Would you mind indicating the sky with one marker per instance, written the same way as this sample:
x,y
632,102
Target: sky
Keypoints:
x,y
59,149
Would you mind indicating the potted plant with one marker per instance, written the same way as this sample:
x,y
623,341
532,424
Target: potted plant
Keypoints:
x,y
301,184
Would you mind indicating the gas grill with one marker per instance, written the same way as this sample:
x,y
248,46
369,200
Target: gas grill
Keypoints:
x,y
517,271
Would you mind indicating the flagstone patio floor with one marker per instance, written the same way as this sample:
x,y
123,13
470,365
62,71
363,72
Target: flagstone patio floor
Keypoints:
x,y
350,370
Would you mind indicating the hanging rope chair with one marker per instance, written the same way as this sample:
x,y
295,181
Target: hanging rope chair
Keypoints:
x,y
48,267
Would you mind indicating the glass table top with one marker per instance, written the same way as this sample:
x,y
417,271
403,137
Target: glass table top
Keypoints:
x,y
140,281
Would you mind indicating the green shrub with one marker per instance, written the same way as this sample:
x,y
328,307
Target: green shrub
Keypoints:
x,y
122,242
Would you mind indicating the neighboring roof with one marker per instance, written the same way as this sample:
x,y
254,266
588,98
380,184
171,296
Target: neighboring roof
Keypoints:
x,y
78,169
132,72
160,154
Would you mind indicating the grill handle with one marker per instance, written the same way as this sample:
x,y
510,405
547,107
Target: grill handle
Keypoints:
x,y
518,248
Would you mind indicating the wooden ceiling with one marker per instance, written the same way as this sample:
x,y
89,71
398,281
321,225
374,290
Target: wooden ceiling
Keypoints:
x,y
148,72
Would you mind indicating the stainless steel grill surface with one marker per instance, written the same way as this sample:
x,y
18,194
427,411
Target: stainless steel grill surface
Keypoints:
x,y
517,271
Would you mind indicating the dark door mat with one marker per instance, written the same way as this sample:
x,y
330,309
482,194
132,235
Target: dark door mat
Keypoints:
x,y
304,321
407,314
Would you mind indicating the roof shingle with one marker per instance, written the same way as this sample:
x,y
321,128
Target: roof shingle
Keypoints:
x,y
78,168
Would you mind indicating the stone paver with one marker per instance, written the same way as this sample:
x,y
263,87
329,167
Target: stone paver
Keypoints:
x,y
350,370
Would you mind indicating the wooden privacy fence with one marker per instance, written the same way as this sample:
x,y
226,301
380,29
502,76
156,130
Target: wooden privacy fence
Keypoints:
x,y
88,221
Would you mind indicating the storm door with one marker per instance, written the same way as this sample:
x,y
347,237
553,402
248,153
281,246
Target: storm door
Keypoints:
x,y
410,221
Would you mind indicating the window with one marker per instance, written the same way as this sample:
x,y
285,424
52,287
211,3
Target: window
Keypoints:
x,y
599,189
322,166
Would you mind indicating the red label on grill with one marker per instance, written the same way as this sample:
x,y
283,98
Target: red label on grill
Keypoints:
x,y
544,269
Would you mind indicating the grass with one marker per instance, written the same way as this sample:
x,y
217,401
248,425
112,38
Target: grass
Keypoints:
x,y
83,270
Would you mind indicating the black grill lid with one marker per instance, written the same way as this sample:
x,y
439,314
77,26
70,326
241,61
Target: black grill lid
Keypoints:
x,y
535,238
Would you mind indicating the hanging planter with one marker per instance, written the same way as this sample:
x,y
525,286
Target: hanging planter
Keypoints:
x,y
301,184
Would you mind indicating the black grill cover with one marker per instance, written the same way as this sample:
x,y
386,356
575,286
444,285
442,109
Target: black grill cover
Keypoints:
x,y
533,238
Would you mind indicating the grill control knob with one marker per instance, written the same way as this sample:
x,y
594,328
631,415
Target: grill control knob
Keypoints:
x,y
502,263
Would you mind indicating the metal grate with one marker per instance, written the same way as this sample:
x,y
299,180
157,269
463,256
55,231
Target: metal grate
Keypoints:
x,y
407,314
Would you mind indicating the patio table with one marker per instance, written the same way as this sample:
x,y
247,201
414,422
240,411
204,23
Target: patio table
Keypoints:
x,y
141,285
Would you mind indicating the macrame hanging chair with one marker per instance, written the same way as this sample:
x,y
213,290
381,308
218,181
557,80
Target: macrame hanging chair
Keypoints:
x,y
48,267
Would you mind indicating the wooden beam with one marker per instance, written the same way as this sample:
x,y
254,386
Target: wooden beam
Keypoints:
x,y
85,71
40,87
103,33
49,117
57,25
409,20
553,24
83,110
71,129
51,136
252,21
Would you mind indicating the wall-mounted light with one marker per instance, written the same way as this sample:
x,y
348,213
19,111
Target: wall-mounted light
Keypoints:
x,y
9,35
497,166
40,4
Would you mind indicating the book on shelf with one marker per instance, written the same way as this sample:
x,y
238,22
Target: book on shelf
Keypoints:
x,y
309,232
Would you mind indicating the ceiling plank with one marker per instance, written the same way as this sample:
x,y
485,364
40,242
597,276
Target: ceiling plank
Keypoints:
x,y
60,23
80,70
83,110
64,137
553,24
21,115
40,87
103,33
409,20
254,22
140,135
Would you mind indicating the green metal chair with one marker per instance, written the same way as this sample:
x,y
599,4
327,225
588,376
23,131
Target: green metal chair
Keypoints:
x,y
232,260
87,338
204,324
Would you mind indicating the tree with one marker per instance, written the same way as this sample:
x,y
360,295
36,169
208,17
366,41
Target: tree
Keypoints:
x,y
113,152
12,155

Assigned task:
Copy every line of the material above in which the string "green" can be found.

Result for this task:
Would you mind indicating the green shrub with one marker per instance, written the same way as this sample:
Target: green shrub
Would you mind indicating the green metal chair with one marker per instance, written the same way as this sample:
Target: green metal chair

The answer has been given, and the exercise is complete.